____ Extract to read
This study aims to explore the perspectives of gender about choice overload, perception of variety and decision satisfaction. More precisely, the primary goals are to investigate how the genders perceive the number of options on an online store, how they understand variety and how satisfied they are with the decision made. The research accomplished these goals utilising an inductive approach with exploratory focus was developed using a mono-method qualitative design. Semi structured interviews were carried out with eight participants, four men and for women, who purchased online an apparel item recently. The data were analysed utilising a thematic coding approach.

The main findings were that genders have similar opinion about the number of options in a choice set and use strategies to cope with it such as price, social media and brands, not scrutinised in literature yet. Females seemed to enjoy extensive variety and number of options and presented a shopaholic tendency when faced with many options. For males, when there is too much variety, the options are considered too similar and does not impact on their selection process. However, variety is seen to be essential for a reliable and competitive website. Besides, males seem to establish a previous idea of what they want to purchase and tend to ignore remaining options. Furthermore, for both genders, decision satisfaction is associated with price, time taken to search for the product and accuracy of visual and written information about the product. Concerning online stores, this study found that it requires a well-planned user interface to avoid detrimental effects of overload.
________
____ Dataset section
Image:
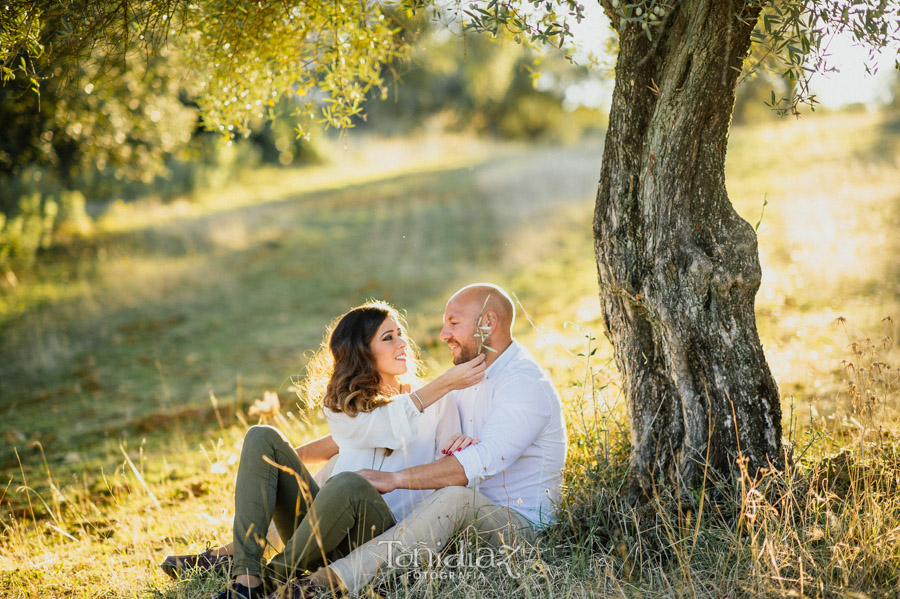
________
Directions:
**a.** In the abstract on gender and choice overload, list every factor that decision satisfaction is associated with for both genders.
**b.** Transcribe the abstract word for word, starting at "This study aims" and ending at "thematic coding approach.".
The data is separate material, unrelated to the abstract.

Results by task:
**a.**
- Price
- Time taken to search for the product
- Accuracy of visual and written information about the product

**b.**
This study aims to explore the perspectives of gender about choice overload, perception of variety and decision satisfaction. More precisely, the primary goals are to investigate how the genders perceive the number of options on an online store, how they understand variety and how satisfied they are with the decision made. The research accomplished these goals utilising an inductive approach with exploratory focus was developed using a mono-method qualitative design. Semi structured interviews were carried out with eight participants, four men and for women, who purchased online an apparel item recently. The data were analysed utilising a thematic coding approach.